## START TEXT SECTION

Why Did U.S. Airways Let This Man Wear Lingerie On A Plane?
So, did you hear the story about the football player from the University of New Mexico who got arrested almost two weeks ago for—gasp—sagging his pants and exposing a small portion of his underwear to fellow passengers aboard a U.S. Airways flight? Did you watch the video that leaked last week of the plane’s pilot confronting the player, 20-year-old DeShon Marman? Were you shocked that his relatively mild-mannered response prompted the pilot to have him arrested—and did you immediately think, “Wow, something just doesn’t add up here”?
Well, you weren’t alone. We thought Marman’s arrest on the U.S. Airways flight was offensive, unnecessary, and racist. Yes, racist. If that had been a white man sagging his pants or an overweight man suffering from a serious case of plumber’s crack or even just a young lady wearing revealing clothing, little if anything would have been done to try and rectify the “situation.” There’s a good chance those cases wouldn’t have prompted a response from the plane’s flight crew, let alone a stern warning from the pilot and, eventually, a trip to the slammer. So, yes, racist was one of the first words that came to mind after the story hit.

## END TEXT SECTION
## START MATERIALS PROVIDED

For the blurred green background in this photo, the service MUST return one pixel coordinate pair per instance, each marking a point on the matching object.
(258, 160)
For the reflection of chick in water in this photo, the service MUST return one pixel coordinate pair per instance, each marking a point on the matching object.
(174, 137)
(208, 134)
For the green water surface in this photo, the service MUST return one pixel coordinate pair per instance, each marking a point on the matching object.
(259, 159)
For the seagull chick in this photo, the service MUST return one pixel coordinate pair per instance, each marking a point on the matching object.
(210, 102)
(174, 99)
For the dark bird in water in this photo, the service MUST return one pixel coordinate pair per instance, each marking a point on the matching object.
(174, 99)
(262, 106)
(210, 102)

## END MATERIALS PROVIDED

• [STATED GOAL A]: Copy out, word for word, the part of the rows that opens with the line containing "For the dark" and closes with the last line of the rows, keeping both of those lines.
• [STATED GOAL B]: Please continue the article on the U.S. Airways arrest from the point where it stops.
The article on the U.S. Airways arrest and the rows have no connection to each other.

• [EXPECTED ANSWER A]:
For the dark bird in water in this photo, the service MUST return one pixel coordinate pair per instance, each marking a point on the matching object.
(174, 99)
(262, 106)
(210, 102)

• [EXPECTED ANSWER B]:
And now we’ve got another piece of evidence to prove it. As it turns out, just a week before Marman was arrested for sagging his pants, a man who took a flight from Fort Lauderdale, Fla. to Phoenix was photographed wearing—get this!—skimpy women’s panties, thigh-high stockings, a pair of high-heels, and a top that barely covered his man-boobs. And, the best part: No one said anything to him, even as a fellow passenger snapped a shot in front of the U.S. Airways terminal!
The Washington Post immediately recognized the double standard and decided to give U.S. Airways a call late last week to ask them about the man’s attire. And what they found out is shocking. “We don’t have a dress code policy,” a spokesperson for the company said. “Obviously, if their private parts are exposed, that’s not appropriate…So if they’re not exposing their private parts, they’re allowed to fly.”
Hmmm…Or, are they? What about DeShon Marman? For the record, U.S. Airways contends that Marman was exposing a body part—though they haven’t revealed which one—when he walked onto one of their planes to take a flight from San Francisco to Albuquerque, N.M. And they say that his reaction to being asked to pull them up was the only reason Marman was asked to get off the flight and later arrested. But Marman’s attorney has issued a rebuttal saying surveillance video at the airport would suggest otherwise, and that Marman shouldn’t have been singled out and asked to get off the plane.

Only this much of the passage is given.